To do: The reply must return each line of the data exactly.

##### Extracted information

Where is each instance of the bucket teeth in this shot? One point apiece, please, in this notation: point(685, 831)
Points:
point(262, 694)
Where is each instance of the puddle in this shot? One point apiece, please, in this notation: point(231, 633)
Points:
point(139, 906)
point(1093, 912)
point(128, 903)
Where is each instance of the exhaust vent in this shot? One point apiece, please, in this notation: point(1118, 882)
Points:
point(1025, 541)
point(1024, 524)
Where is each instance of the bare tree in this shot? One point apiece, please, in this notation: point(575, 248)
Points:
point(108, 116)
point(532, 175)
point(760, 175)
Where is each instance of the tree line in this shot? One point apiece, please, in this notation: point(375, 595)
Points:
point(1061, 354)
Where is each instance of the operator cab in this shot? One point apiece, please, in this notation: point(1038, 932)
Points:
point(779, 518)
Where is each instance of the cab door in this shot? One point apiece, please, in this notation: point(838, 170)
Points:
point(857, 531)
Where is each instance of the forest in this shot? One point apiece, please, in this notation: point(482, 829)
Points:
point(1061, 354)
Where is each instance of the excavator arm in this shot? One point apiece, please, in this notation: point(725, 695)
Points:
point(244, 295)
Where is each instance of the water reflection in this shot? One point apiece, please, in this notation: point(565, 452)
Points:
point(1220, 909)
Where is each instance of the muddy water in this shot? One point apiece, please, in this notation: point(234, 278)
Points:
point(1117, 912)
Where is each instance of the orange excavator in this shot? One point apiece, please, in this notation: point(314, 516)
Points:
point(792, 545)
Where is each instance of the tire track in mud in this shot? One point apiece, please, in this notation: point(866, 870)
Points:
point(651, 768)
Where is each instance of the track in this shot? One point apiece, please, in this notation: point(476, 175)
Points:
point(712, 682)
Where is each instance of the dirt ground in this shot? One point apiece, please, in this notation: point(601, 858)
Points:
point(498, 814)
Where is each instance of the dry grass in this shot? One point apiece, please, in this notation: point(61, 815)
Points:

##########

The answer:
Where is each instance of the bucket teeth in this shot? One point apiece, please, in this notation: point(685, 831)
Points:
point(262, 694)
Where is each instance of the puddle in this shot? One point apiece, please, in this notation: point(231, 633)
Points:
point(139, 906)
point(1093, 912)
point(128, 903)
Where is each instance of the exhaust vent in this shot? One point apiece, please, in this notation: point(1118, 882)
Points:
point(1025, 541)
point(1024, 524)
Where is each instance of the bare tree in this shot? One point apiece, please, in this notation: point(575, 248)
Points:
point(108, 116)
point(532, 175)
point(760, 175)
Where is each instance of the tree line in this shot? One point apiece, please, in this notation: point(375, 595)
Points:
point(1061, 354)
Where is each instance of the operator cab in this shot? One point apiece, please, in this notation: point(1038, 932)
Points:
point(779, 518)
Where is each instance of the cab door in this shot? One point apiece, please, in this notation: point(838, 170)
Points:
point(857, 531)
Where is each instance of the forest in this shot? One point apiece, please, in this notation: point(482, 829)
Points:
point(1061, 354)
Where is each instance of the excavator arm in this shot? One point apiece, please, in this notation: point(725, 695)
Points:
point(244, 295)
Where is each instance of the water reflection in this shot? One point apiece, please, in this notation: point(565, 452)
Points:
point(1220, 909)
Where is each instance of the muddy water in this shot? One point apiece, please, in this notation: point(234, 278)
Points:
point(1117, 912)
Where is each instance of the orange excavator in this shot? One point apiece, please, in this notation: point(314, 516)
Points:
point(792, 545)
Where is each instance of the tire track in mud in this shot? One point apiece, please, in this notation: point(866, 870)
Points:
point(651, 768)
Where is each instance of the track in this shot? One point apiece, please, in this notation: point(476, 175)
Points:
point(712, 682)
Where is each instance of the dirt ground in this shot? One point apiece, please, in this notation: point(601, 858)
Points:
point(498, 814)
Where is each instance of the dry grass in this shot? One point apiece, please, in this notation: point(61, 815)
Points:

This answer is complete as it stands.